*DOCUMENT PASSAGE*
Using TensorFlow backend.


In [2]:
train_orig = pd.read_csv('../input/petfinder-adoption-prediction/train/train.csv')
test_orig = pd.read_csv('../input/petfinder-adoption-prediction/test/test.csv')

# Feature Engineering

## Description Sentiment

In [3]:
def get_description_sentiment(df, df_type = "train"):
    doc_sent_mag = []
    doc_sent_score = []
    nf_count = 0
    for pet_id in df.PetID.values:
        try:
            with open('../input/petfinder-adoption-prediction/' + df_type + '_sentiment/' + pet_id + '.json', 'r') as f:
                sentiment = json.load(f)
            doc_sent_mag.append(sentiment['documentSentiment']['magnitude'])
            doc_sent_score.append(sentiment['documentSentiment']['score'])
        except FileNotFoundError:
            nf_count += 1
            doc_sent_mag.append(-1)
            doc_sent_score.append(-1)
            
    df['doc_sent_mag'] = doc_sent_mag
    df['doc_sent_score'] = doc_sent_score
    return df

## Image Metadata

In [4]:
def get_image_metadata(df, df_type = "train"):
    vertex_xs = []
    vertex_ys = []
    bounding_confidences = []
    bounding_importance_fracs = []
    dominant_blues = []
    dominant_greens = []
    dominant_reds = []
    dominant_pixel_fracs = []
    dominant_scores = []
    label_scores = []
    nf_count = 0
    nl_count = 0
    
    pets_metadata = {}
    for file_name in os.listdir('../input/petfinder-adoption-prediction/' + df_type + '_metadata/'):
        pet_id = file_name.split('-')[0]
        if pet_id not in pets_metadata:
            pets_metadata[pet_id] = []
        pets_metadata[pet_id].append(file_name)
    
    for pet_id in df.PetID.values:
        if pet_id in pets_metadata:
            pet_id_metadata_files = pets_metadata[pet_id]
            
            temp_vertex_xs = []
            temp_vertex_ys = []
            temp_bounding_confidences = []
            temp_bounding_importance_fracs = []
            temp_dominant_blues = []
            temp_dominant_greens = []
            temp_dominant_reds = []
            temp_dominant_pixel_fracs = []
            temp_dominant_scores = []
            temp_label_scores = []
            for file in pet_id_metadata_files:
                with open('../input/petfinder-adoption-prediction/' + df_type + '_metadata/' + file, 'r') as f:
                    data = json.load(f)

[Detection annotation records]
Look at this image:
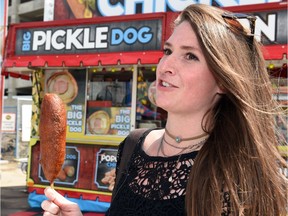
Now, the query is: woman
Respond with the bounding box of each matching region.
[42,4,287,216]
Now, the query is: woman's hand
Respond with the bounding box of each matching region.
[41,187,82,216]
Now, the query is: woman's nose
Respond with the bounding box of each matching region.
[157,55,177,74]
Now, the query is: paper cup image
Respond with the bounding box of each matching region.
[87,110,110,134]
[47,70,78,104]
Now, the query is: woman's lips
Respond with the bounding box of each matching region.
[159,80,177,88]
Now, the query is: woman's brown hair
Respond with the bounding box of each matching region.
[175,4,287,216]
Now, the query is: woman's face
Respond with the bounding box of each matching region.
[156,21,221,115]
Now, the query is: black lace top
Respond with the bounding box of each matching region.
[106,129,232,216]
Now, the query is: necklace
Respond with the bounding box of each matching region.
[165,128,207,143]
[157,133,208,157]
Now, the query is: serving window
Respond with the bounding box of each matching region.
[85,67,133,136]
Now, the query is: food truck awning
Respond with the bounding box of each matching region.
[2,12,176,76]
[2,3,287,79]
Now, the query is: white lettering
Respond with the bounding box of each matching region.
[95,27,108,48]
[97,0,281,16]
[45,30,52,50]
[66,29,83,49]
[51,30,66,50]
[32,31,46,50]
[83,28,94,49]
[255,14,276,42]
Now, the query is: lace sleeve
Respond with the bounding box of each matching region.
[221,191,231,216]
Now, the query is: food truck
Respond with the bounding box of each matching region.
[2,0,287,212]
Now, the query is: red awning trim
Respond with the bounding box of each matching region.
[3,51,163,68]
[2,71,32,80]
[262,44,287,60]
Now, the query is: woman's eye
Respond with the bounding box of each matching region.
[163,48,172,55]
[186,53,199,60]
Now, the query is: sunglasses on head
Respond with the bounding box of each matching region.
[222,12,257,37]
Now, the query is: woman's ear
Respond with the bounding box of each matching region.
[217,83,227,94]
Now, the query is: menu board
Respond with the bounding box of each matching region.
[94,148,117,192]
[38,146,80,186]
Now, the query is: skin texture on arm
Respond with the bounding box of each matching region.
[41,187,82,216]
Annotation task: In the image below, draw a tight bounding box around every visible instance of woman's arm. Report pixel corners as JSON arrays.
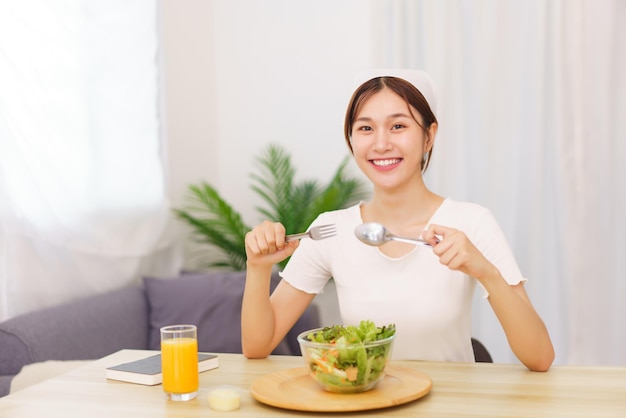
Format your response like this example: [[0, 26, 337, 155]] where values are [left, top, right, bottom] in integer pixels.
[[422, 225, 554, 371], [241, 221, 315, 358]]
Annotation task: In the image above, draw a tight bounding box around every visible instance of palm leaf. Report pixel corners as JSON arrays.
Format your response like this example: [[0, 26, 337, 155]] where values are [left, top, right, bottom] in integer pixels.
[[174, 182, 250, 270], [174, 144, 366, 270]]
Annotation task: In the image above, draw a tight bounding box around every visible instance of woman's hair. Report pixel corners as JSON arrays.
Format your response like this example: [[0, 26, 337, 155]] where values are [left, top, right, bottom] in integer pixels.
[[343, 76, 437, 172]]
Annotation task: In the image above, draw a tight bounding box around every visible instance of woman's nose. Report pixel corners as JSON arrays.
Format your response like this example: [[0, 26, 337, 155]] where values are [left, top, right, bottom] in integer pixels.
[[374, 131, 391, 151]]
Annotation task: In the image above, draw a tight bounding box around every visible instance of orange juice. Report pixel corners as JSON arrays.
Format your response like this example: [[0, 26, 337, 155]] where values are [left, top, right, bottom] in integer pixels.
[[161, 338, 199, 393]]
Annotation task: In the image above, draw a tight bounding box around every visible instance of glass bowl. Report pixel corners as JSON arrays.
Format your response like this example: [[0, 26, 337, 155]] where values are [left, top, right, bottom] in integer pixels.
[[298, 328, 395, 393]]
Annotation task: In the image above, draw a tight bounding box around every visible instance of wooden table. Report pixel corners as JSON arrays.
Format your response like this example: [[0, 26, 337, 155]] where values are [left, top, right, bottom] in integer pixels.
[[0, 350, 626, 418]]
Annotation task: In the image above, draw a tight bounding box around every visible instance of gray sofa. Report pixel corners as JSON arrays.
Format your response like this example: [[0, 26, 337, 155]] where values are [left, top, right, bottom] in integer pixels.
[[0, 272, 320, 396]]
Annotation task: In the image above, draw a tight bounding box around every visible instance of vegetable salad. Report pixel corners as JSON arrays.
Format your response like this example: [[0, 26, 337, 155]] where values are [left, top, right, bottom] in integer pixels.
[[303, 321, 396, 392]]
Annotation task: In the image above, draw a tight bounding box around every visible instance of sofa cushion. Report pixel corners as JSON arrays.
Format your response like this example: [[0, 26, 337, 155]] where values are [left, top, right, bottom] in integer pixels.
[[0, 286, 148, 375], [144, 271, 319, 354]]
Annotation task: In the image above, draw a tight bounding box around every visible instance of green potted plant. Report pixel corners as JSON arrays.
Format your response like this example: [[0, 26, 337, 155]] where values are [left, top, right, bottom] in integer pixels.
[[174, 144, 367, 270]]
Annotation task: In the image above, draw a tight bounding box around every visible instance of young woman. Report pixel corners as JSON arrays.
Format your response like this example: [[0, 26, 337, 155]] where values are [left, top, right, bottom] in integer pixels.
[[242, 70, 554, 371]]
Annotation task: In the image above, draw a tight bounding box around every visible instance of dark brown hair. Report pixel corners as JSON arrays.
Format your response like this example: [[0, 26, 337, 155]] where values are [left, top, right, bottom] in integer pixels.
[[343, 77, 437, 172]]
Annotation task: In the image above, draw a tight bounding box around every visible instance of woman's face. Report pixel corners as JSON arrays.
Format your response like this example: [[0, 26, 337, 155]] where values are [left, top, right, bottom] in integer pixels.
[[352, 88, 436, 193]]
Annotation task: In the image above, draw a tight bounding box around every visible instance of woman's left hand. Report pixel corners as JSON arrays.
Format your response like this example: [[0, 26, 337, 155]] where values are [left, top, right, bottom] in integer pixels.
[[422, 225, 497, 280]]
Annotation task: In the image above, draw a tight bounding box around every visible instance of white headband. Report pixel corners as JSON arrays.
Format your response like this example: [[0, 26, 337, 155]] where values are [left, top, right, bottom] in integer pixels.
[[354, 68, 437, 116]]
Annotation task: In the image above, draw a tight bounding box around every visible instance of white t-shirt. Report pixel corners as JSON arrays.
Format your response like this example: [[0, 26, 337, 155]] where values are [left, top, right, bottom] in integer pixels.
[[281, 199, 525, 362]]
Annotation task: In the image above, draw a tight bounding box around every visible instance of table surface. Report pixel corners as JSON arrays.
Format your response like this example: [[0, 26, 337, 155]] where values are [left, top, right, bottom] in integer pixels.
[[0, 350, 626, 418]]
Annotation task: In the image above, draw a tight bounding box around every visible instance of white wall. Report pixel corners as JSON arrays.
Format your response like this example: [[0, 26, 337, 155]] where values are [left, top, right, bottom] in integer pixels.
[[162, 0, 372, 229], [161, 0, 375, 323]]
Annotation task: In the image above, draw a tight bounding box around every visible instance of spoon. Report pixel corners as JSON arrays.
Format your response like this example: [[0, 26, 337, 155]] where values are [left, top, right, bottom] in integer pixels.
[[354, 222, 431, 247]]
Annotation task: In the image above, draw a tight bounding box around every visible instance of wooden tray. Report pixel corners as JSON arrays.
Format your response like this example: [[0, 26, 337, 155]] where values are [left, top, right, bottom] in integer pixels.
[[250, 366, 432, 412]]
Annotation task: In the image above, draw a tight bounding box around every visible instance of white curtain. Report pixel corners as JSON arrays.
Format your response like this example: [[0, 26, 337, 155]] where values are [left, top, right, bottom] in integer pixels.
[[0, 0, 180, 319], [372, 0, 626, 366]]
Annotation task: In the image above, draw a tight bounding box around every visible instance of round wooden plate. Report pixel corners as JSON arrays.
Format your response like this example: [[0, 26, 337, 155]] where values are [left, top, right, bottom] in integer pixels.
[[250, 366, 433, 412]]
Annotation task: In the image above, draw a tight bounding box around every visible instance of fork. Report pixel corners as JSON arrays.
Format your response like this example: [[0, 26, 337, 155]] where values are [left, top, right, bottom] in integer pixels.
[[285, 224, 337, 242]]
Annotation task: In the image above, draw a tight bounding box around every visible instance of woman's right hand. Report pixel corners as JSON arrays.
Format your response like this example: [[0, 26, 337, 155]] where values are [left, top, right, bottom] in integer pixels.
[[245, 221, 300, 268]]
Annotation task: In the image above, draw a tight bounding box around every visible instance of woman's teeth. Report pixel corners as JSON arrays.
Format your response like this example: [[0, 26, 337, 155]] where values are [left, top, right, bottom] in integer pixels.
[[372, 158, 400, 167]]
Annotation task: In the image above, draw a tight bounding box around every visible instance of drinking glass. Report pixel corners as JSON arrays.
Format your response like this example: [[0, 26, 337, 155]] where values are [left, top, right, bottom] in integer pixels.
[[161, 325, 200, 401]]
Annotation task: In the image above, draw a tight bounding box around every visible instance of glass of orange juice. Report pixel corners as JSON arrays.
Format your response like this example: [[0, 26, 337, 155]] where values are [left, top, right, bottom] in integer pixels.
[[161, 325, 200, 401]]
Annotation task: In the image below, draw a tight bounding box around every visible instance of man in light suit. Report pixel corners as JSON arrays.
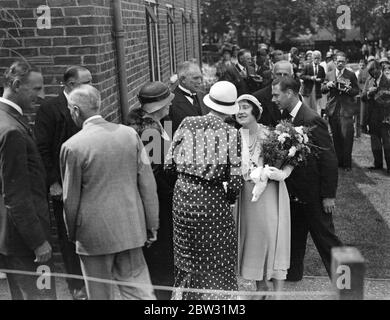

*OBJECTIVES*
1. Could you write out the records again, starting at their first line and stopping after the line that contains "[157,55,177,74]", with "query" replaced by "search term" and nothing else changed? Leave the pictures out.
2. How does the PetFinder notebook go on from here? Write the next part of its code.
These records bear no relation to the PetFinder notebook.

*ANSWERS TO THE PROBLEMS*
1.
Look at this image:
Now, the search term is: woman
Respond with the bounding box of each matching region.
[42,4,287,216]
Now, the search term is: woman's hand
Respond with the bounding box of each matching region.
[41,187,82,216]
Now, the search term is: woman's nose
Respond with the bounding box of each matching region.
[157,55,177,74]

2.
                try:
                    vertex_x = data['cropHintsAnnotation']['cropHints'][0]['boundingPoly']['vertices'][2]['x']
                    temp_vertex_xs.append(vertex_x)
                except:
                    temp_vertex_xs.append(-1)
                
                try:
                    vertex_y = data['cropHintsAnnotation']['cropHints'][0]['boundingPoly']['vertices'][2]['y']
                    temp_vertex_ys.append(vertex_y)
                except:
                    temp_vertex_ys.append(-1)
                
                try:
                    bounding_confidence = data['cropHintsAnnotation']['cropHints'][0]['confidence']
                    temp_bounding_confidences.append(bounding_confidence)
                except:
                    temp_bounding_confidences.append(-1)
                
                try:
                    bounding_importance_frac = data['cropHintsAnnotation']['cropHints'][0].get('importanceFraction', -1)
                    temp_bounding_importance_fracs.append(bounding_importance_frac)
                except:
                    temp_bounding_importance_fracs.append(-1)
                
                try:
                    dominant_blue = data['imagePropertiesAnnotation']['dominantColors']['colors'][0]['color']['blue']
                    temp_dominant_blues.append(dominant_blue)
                except:
                    temp_dominant_blues.append(-1)
                
                try:
                    dominant_green = data['imagePropertiesAnnotation']['dominantColors']['colors'][0]['color']['green']
                    temp_dominant_greens.append(dominant_green)
                except:
                    temp_dominant_greens.append(-1)
                
                try:
                    dominant_red = data['imagePropertiesAnnotation']['dominantColors']['colors'][0]['color']['red']
                    temp_dominant_reds.append(dominant_red)
                except:
                    temp_dominant_reds.append(-1)
                
                try:
                    dominant_pixel_frac = data['imagePropertiesAnnotation']['dominantColors']['colors'][0]['pixelFraction']
                    temp_dominant_pixel_fracs.append(dominant_pixel_frac)
                except:
                    temp_dominant_pixel_fracs.append(-1)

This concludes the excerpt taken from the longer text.